Task instructions:
Filter the data below, keeping only lines that contain "instance".

[Stored entries]
<<<<

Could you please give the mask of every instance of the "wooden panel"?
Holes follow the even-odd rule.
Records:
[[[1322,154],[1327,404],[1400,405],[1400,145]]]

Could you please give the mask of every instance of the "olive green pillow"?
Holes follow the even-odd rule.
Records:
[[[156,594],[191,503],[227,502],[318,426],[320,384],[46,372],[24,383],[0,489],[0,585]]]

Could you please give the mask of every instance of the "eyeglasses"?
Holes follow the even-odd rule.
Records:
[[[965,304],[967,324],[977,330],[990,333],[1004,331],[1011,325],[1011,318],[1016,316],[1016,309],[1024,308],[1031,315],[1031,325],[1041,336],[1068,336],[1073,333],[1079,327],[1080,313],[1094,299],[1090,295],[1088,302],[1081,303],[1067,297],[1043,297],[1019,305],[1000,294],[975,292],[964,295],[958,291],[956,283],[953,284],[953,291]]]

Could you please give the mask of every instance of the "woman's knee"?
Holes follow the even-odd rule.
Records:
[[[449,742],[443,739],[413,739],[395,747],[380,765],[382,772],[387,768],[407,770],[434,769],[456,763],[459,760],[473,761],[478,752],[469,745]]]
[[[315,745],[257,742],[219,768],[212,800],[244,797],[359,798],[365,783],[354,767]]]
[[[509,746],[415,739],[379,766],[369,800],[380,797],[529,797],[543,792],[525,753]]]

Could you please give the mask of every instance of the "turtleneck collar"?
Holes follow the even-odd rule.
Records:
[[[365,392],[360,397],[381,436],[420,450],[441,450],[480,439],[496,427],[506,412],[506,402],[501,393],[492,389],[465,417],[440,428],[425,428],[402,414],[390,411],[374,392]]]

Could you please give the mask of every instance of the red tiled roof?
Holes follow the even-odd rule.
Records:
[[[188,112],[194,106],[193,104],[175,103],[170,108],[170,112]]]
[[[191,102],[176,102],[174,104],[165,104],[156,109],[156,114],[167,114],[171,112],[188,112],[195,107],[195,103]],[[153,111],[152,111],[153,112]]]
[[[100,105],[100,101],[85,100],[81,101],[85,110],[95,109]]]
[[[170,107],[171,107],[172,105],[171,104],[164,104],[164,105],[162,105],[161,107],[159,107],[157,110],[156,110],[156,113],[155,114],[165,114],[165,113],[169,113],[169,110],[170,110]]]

>>>>

Response:
Could you please give the mask of every instance of the "wooden panel"?
Could you please give the mask of every instance of the "olive green pillow"?
Could you please give the mask of every instance of the "eyeglasses"?
Could you please give the mask of every instance of the "woman's knee"?
Could you please give the mask of every instance of the "turtleneck collar"?
Could you please give the mask of every instance of the red tiled roof?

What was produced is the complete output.